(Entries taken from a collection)
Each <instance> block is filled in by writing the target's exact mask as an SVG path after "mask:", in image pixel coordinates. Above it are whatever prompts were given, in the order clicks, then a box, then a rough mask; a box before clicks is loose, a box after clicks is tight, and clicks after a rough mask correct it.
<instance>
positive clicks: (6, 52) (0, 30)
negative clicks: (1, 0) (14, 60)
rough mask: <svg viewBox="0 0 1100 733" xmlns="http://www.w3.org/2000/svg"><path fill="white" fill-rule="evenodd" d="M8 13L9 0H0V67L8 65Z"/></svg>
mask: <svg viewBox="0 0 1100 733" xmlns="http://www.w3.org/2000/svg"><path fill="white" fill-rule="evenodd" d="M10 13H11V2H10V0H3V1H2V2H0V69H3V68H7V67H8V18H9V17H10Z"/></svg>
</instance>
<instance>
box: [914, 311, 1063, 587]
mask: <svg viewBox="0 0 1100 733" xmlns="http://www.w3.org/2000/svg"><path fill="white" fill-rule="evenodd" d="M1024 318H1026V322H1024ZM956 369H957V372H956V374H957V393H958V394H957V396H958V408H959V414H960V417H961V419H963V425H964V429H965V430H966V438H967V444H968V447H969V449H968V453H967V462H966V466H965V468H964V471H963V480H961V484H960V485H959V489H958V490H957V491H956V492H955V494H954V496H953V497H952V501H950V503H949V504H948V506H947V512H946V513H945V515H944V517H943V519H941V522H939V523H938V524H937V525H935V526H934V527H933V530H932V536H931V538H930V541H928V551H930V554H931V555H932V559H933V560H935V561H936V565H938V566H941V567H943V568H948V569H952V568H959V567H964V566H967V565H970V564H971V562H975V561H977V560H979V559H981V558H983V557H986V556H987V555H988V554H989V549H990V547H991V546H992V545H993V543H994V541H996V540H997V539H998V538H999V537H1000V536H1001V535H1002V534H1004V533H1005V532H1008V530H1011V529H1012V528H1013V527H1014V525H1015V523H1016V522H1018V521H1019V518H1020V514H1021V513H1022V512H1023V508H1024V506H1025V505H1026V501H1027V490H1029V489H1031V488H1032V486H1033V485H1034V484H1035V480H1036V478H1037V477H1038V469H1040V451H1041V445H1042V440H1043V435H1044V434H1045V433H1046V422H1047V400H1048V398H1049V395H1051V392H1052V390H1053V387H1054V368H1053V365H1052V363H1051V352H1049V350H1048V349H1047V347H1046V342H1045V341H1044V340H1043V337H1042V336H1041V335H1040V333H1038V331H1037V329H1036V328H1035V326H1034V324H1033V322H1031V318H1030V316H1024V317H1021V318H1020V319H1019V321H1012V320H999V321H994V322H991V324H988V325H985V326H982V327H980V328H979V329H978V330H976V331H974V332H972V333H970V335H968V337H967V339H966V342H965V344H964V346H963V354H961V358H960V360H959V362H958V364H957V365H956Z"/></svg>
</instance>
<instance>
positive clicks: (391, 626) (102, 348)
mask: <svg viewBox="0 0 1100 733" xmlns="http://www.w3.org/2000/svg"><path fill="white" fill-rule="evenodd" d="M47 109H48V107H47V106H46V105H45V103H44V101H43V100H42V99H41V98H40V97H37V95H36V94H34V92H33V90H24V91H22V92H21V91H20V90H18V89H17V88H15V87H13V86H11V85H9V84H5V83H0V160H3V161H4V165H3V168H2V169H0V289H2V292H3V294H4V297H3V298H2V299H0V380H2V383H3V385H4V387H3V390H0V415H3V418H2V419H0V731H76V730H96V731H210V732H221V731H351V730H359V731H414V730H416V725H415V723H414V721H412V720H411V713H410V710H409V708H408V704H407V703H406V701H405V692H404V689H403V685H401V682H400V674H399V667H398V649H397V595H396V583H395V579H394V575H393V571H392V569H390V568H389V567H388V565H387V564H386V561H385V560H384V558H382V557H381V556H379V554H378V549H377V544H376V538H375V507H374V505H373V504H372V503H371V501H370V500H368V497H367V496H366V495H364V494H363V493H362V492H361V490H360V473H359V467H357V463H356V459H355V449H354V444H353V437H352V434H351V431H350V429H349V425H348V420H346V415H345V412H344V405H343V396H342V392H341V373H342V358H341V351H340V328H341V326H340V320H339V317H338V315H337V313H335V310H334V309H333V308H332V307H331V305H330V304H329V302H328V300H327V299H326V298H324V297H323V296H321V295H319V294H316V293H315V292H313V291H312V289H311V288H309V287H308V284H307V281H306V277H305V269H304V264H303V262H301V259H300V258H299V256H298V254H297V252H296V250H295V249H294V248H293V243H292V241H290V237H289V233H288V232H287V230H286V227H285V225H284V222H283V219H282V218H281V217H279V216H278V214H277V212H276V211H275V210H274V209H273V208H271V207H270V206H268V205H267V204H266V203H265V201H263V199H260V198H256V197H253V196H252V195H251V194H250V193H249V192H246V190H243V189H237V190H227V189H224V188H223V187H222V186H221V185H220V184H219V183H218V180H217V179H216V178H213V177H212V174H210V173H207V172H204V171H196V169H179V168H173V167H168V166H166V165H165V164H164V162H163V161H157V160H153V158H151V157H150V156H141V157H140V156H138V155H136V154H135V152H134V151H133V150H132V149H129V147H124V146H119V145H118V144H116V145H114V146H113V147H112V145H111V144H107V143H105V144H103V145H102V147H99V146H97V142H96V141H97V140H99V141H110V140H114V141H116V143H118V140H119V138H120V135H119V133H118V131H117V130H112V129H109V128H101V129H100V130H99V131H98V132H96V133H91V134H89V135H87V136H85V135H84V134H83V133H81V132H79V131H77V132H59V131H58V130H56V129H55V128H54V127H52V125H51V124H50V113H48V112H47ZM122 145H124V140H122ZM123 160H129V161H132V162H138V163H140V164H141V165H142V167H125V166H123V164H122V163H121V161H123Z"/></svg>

__Required work__
Rewrite the records above, replacing every occurrence of "positive clicks" with "foreground clicks" and leaving everything else unchanged.

__Worked solution__
Each <instance> block is filled in by writing the target's exact mask as an SVG path after "mask:", in image pixel coordinates. Above it are whatever prompts were given, in the order clicks, then a box, then a rough mask; a box before clicks is loose, a box after clicks is tight, and clicks after a rough mask correct it.
<instance>
foreground clicks: (6, 52) (0, 30)
negative clicks: (1, 0) (14, 60)
rough mask: <svg viewBox="0 0 1100 733" xmlns="http://www.w3.org/2000/svg"><path fill="white" fill-rule="evenodd" d="M8 13L9 0H0V67L8 65Z"/></svg>
mask: <svg viewBox="0 0 1100 733" xmlns="http://www.w3.org/2000/svg"><path fill="white" fill-rule="evenodd" d="M10 13H11V2H10V0H3V1H2V2H0V69H3V68H7V67H8V18H9V17H10Z"/></svg>
</instance>
<instance>
box: [914, 311, 1063, 587]
mask: <svg viewBox="0 0 1100 733" xmlns="http://www.w3.org/2000/svg"><path fill="white" fill-rule="evenodd" d="M1024 318H1026V322H1024ZM956 369H957V372H956V374H957V393H958V394H957V396H958V408H959V414H960V417H961V419H963V425H964V429H965V430H966V438H967V444H968V447H969V449H968V453H967V462H966V466H965V468H964V471H963V480H961V484H960V485H959V489H958V490H957V491H956V492H955V494H954V496H953V497H952V501H950V503H949V504H948V506H947V512H946V513H945V515H944V517H943V519H941V522H939V523H938V524H937V525H935V526H934V527H933V530H932V536H931V538H930V541H928V551H930V554H931V555H932V559H933V560H935V561H936V565H938V566H941V567H943V568H948V569H952V568H959V567H964V566H967V565H970V564H971V562H975V561H977V560H979V559H981V558H983V557H986V556H987V555H988V554H989V549H990V547H991V546H992V545H993V543H994V541H996V540H997V539H998V538H999V537H1000V536H1001V535H1002V534H1004V533H1005V532H1008V530H1011V529H1012V528H1013V527H1014V525H1015V523H1016V522H1018V521H1019V518H1020V514H1021V513H1022V512H1023V508H1024V506H1025V505H1026V501H1027V490H1029V489H1031V488H1032V486H1033V485H1034V484H1035V480H1036V478H1037V477H1038V469H1040V451H1041V445H1042V440H1043V435H1044V434H1045V433H1046V422H1047V400H1048V398H1049V395H1051V392H1052V390H1053V387H1054V368H1053V365H1052V363H1051V352H1049V350H1048V349H1047V347H1046V342H1045V341H1044V340H1043V337H1042V336H1041V335H1040V333H1038V331H1037V329H1036V328H1035V326H1034V324H1033V322H1031V318H1030V316H1024V317H1021V318H1020V319H1019V321H1012V320H999V321H994V322H991V324H988V325H985V326H982V327H980V328H979V329H978V330H976V331H974V332H972V333H970V335H968V337H967V339H966V342H965V344H964V346H963V354H961V358H960V360H959V362H958V364H957V365H956Z"/></svg>
</instance>
<instance>
foreground clicks: (391, 626) (102, 348)
mask: <svg viewBox="0 0 1100 733" xmlns="http://www.w3.org/2000/svg"><path fill="white" fill-rule="evenodd" d="M47 109H48V107H47V106H46V105H45V103H44V101H43V100H42V99H41V98H40V97H37V95H36V94H34V92H33V90H24V91H22V92H21V91H20V90H18V89H17V88H15V87H13V86H11V85H9V84H5V83H0V160H3V161H4V165H3V168H2V169H0V289H2V292H3V294H4V297H3V298H2V299H0V380H2V383H3V385H4V387H3V390H0V415H3V418H2V419H0V731H76V730H96V731H210V732H221V731H351V730H359V731H414V730H416V725H415V723H414V721H412V720H411V713H410V710H409V708H408V704H407V703H406V701H405V692H404V689H403V685H401V682H400V674H399V667H398V649H397V595H396V583H395V579H394V575H393V571H392V569H390V568H389V567H388V565H387V564H386V561H385V560H384V558H382V557H381V556H379V554H378V549H377V544H376V538H375V507H374V505H373V504H372V503H371V501H370V500H368V497H367V496H366V495H364V494H363V493H362V492H361V490H360V473H359V467H357V463H356V459H355V449H354V444H353V437H352V434H351V431H350V429H349V425H348V420H346V415H345V412H344V405H343V396H342V392H341V373H342V358H341V351H340V328H341V326H340V320H339V317H338V315H337V313H335V310H334V309H333V308H332V307H331V305H330V304H329V302H328V300H327V299H326V298H324V297H323V296H321V295H319V294H316V293H315V292H313V291H312V289H311V288H309V287H308V284H307V281H306V277H305V269H304V264H303V262H301V259H300V258H299V256H298V254H297V252H296V250H295V249H294V248H293V243H292V241H290V237H289V233H288V232H287V230H286V227H285V225H284V222H283V219H282V218H281V217H279V216H278V214H277V212H276V211H275V210H274V209H273V208H271V207H270V206H268V205H267V204H266V203H265V201H263V199H260V198H256V197H253V196H252V195H251V194H250V193H249V192H246V190H243V189H237V190H227V189H224V188H223V187H222V186H221V185H220V184H219V183H218V180H217V179H216V178H213V177H212V174H210V173H207V172H204V171H196V169H179V168H173V167H168V166H166V165H165V164H164V162H163V161H157V160H153V158H151V157H150V156H141V157H140V156H138V155H136V154H135V152H134V151H133V150H132V149H129V147H124V146H119V145H118V144H116V145H114V146H113V147H112V145H111V144H107V143H105V144H103V145H102V147H99V146H97V142H96V141H97V140H99V141H110V140H114V141H116V143H118V140H119V138H120V135H119V133H118V131H117V130H112V129H109V128H101V129H100V130H99V131H98V132H96V133H91V134H89V135H87V136H85V135H84V134H83V133H81V132H79V131H77V132H59V131H58V130H56V129H55V128H54V127H52V125H51V124H50V113H48V112H47ZM122 145H124V140H122ZM123 160H129V161H132V162H138V163H140V164H141V165H142V167H125V166H123V164H122V163H121V161H123Z"/></svg>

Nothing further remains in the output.